[Saved entries]

--- Start ---

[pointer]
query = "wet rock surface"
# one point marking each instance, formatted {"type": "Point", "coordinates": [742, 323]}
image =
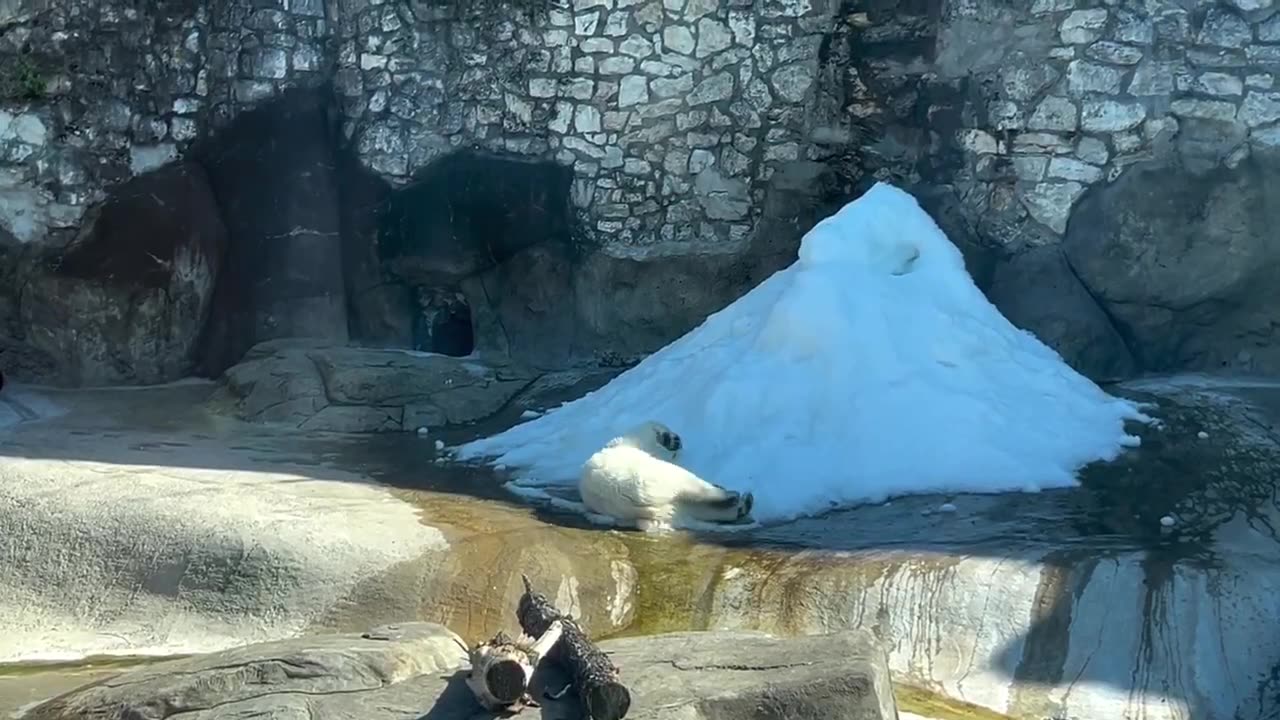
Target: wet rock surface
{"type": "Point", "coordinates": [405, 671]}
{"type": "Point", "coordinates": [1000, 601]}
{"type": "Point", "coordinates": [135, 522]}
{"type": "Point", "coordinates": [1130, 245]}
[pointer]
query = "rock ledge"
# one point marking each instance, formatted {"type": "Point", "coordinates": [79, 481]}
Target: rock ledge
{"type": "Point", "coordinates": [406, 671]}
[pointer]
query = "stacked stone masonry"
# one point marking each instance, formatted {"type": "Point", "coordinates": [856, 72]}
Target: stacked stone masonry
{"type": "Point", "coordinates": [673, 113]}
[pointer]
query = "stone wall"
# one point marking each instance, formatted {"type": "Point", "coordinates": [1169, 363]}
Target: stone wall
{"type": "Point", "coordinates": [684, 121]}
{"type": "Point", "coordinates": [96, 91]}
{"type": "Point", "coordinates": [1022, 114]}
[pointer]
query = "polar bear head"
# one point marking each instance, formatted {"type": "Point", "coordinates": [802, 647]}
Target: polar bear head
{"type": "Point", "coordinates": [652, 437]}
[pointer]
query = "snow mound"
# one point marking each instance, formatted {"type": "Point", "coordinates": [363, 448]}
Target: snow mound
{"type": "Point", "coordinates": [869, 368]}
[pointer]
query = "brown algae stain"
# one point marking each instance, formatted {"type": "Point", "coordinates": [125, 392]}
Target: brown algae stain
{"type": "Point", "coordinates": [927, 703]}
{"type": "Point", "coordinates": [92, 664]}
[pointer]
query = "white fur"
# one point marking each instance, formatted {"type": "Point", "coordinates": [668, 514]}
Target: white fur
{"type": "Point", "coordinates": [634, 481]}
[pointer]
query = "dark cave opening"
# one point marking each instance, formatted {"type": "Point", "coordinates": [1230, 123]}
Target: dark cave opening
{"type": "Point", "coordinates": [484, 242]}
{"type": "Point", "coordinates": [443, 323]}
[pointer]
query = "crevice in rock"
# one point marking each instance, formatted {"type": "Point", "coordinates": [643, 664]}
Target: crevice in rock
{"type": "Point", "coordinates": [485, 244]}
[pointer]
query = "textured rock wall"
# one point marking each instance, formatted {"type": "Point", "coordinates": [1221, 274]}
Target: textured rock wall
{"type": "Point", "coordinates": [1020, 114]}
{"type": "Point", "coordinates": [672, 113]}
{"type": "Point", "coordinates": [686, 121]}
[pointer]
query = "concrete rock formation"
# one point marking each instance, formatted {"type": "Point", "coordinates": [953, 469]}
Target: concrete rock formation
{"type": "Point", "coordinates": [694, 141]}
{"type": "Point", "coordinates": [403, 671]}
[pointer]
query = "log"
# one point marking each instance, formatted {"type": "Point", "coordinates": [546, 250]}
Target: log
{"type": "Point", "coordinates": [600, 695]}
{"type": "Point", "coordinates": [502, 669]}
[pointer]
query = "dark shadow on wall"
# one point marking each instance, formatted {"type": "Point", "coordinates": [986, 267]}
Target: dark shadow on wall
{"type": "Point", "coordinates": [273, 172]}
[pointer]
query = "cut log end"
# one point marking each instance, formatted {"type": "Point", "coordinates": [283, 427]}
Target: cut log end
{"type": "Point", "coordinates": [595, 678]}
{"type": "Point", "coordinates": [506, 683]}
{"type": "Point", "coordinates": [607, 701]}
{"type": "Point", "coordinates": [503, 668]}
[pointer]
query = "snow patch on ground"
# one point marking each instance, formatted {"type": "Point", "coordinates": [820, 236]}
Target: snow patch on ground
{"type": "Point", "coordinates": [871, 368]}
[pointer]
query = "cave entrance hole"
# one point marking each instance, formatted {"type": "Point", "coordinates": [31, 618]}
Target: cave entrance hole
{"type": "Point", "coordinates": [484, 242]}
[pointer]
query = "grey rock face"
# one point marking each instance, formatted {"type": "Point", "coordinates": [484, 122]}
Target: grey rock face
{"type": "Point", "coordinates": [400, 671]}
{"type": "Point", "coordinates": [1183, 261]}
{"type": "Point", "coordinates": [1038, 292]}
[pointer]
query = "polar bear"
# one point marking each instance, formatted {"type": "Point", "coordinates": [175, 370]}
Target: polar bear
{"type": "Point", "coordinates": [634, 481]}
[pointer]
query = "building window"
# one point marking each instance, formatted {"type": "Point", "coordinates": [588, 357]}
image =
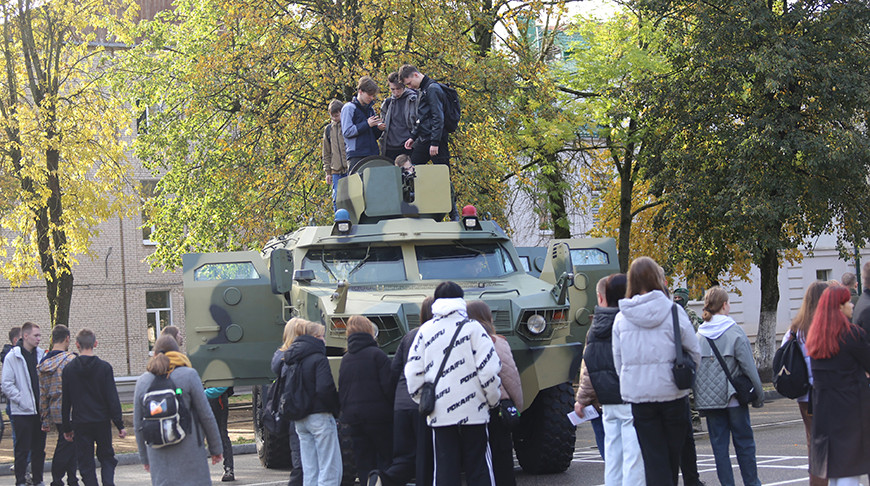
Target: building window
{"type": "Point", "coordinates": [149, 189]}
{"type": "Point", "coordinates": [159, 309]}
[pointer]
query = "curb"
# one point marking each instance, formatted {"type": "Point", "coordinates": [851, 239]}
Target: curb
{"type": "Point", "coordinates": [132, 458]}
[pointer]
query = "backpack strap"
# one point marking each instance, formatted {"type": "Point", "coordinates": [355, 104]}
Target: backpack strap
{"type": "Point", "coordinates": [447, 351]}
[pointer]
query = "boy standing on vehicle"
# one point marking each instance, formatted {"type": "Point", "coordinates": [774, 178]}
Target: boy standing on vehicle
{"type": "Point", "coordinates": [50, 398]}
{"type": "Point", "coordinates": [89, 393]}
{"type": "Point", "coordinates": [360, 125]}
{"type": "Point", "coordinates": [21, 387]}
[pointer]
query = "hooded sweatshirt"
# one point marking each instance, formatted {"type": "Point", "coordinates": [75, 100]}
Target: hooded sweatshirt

--- End ---

What is being asked ::
Exclude every picture and copy the remaining data exactly.

Exercise answer ::
[pointer]
query = "wet rock surface"
# one point marking each instance, formatted {"type": "Point", "coordinates": [742, 323]}
image =
Target: wet rock surface
{"type": "Point", "coordinates": [405, 671]}
{"type": "Point", "coordinates": [1000, 601]}
{"type": "Point", "coordinates": [135, 522]}
{"type": "Point", "coordinates": [1130, 245]}
[pointer]
query = "rock ledge"
# one point marking each instance, formatted {"type": "Point", "coordinates": [79, 481]}
Target: rock ledge
{"type": "Point", "coordinates": [406, 671]}
[pointer]
query = "stacked stone masonry"
# one point marking each instance, formatted {"type": "Point", "coordinates": [856, 72]}
Target: stacked stone masonry
{"type": "Point", "coordinates": [673, 113]}
[pointer]
query = "stone wall"
# one point marking each instance, formatted {"type": "Point", "coordinates": [1169, 363]}
Target: stone wall
{"type": "Point", "coordinates": [684, 121]}
{"type": "Point", "coordinates": [96, 91]}
{"type": "Point", "coordinates": [1022, 114]}
[pointer]
query = "polar bear head"
# one point marking each instance, formatted {"type": "Point", "coordinates": [802, 647]}
Target: polar bear head
{"type": "Point", "coordinates": [652, 437]}
[pointer]
query = "snow mound"
# one point marking each instance, formatted {"type": "Point", "coordinates": [363, 448]}
Target: snow mound
{"type": "Point", "coordinates": [869, 368]}
[pointer]
query = "brown algae stain"
# one point marking each instance, formatted {"type": "Point", "coordinates": [125, 392]}
Target: brown algae stain
{"type": "Point", "coordinates": [927, 703]}
{"type": "Point", "coordinates": [92, 664]}
[pointer]
query = "white fur"
# one point marking each instance, formatted {"type": "Point", "coordinates": [668, 514]}
Target: white fur
{"type": "Point", "coordinates": [634, 481]}
[pointer]
query = "dark cave opening"
# one point marking each instance, formatted {"type": "Point", "coordinates": [1230, 123]}
Target: dark cave opening
{"type": "Point", "coordinates": [484, 242]}
{"type": "Point", "coordinates": [443, 323]}
[pointer]
query = "crevice in rock"
# one point marking each instance, formatted {"type": "Point", "coordinates": [643, 664]}
Target: crevice in rock
{"type": "Point", "coordinates": [485, 244]}
[pointer]
query = "textured rock wall"
# one point marking each instance, formatted {"type": "Point", "coordinates": [1221, 274]}
Target: textured rock wall
{"type": "Point", "coordinates": [1020, 114]}
{"type": "Point", "coordinates": [672, 113]}
{"type": "Point", "coordinates": [686, 121]}
[pointer]
query = "concrete rock formation"
# one point marking each instance, formatted {"type": "Point", "coordinates": [953, 469]}
Target: concrete rock formation
{"type": "Point", "coordinates": [694, 141]}
{"type": "Point", "coordinates": [403, 671]}
[pointer]
query = "log"
# one point marking each instance, formatted {"type": "Point", "coordinates": [546, 250]}
Target: log
{"type": "Point", "coordinates": [600, 695]}
{"type": "Point", "coordinates": [502, 669]}
[pointer]
query = "dark shadow on wall"
# one point marking each instance, formatted {"type": "Point", "coordinates": [986, 267]}
Target: dark shadow on wall
{"type": "Point", "coordinates": [273, 172]}
[pointer]
query = "cut log end"
# one point marking each instance, formatted {"type": "Point", "coordinates": [283, 427]}
Target: cut log end
{"type": "Point", "coordinates": [595, 678]}
{"type": "Point", "coordinates": [506, 683]}
{"type": "Point", "coordinates": [607, 701]}
{"type": "Point", "coordinates": [503, 668]}
[pointer]
query = "snow patch on ground"
# one point marking each instance, formatted {"type": "Point", "coordinates": [820, 236]}
Target: snow patch on ground
{"type": "Point", "coordinates": [871, 368]}
[pointer]
query = "cave entrance hole"
# one point marking each instance, formatted {"type": "Point", "coordinates": [31, 618]}
Target: cave entrance hole
{"type": "Point", "coordinates": [484, 242]}
[pointer]
query = "grey rock face"
# one point marking each instance, formatted {"type": "Point", "coordinates": [484, 122]}
Target: grey rock face
{"type": "Point", "coordinates": [400, 671]}
{"type": "Point", "coordinates": [1183, 261]}
{"type": "Point", "coordinates": [1038, 292]}
[pointer]
query = "polar bear"
# one point marking each instance, formatted {"type": "Point", "coordinates": [175, 370]}
Target: polar bear
{"type": "Point", "coordinates": [634, 481]}
[pointer]
query = "building window"
# one point marking each instance, formatted {"type": "Point", "coordinates": [588, 357]}
image =
Target: building window
{"type": "Point", "coordinates": [149, 189]}
{"type": "Point", "coordinates": [159, 309]}
[pointer]
query = "curb"
# one point marking each instance, formatted {"type": "Point", "coordinates": [851, 239]}
Target: curb
{"type": "Point", "coordinates": [132, 458]}
[pointer]
query = "backpack strap"
# one point marking each instance, formatted {"type": "Point", "coordinates": [355, 104]}
Target: backpack strap
{"type": "Point", "coordinates": [447, 351]}
[pointer]
query = "boy standing on vehicle"
# one point marking each instance, formatted {"type": "Point", "coordinates": [774, 178]}
Target: boy standing on vehicle
{"type": "Point", "coordinates": [50, 398]}
{"type": "Point", "coordinates": [89, 393]}
{"type": "Point", "coordinates": [360, 125]}
{"type": "Point", "coordinates": [21, 387]}
[pointer]
query = "hooded sweatshirt"
# one point marking each instance, formatted {"type": "Point", "coordinates": [75, 100]}
Target: hooded sweatshirt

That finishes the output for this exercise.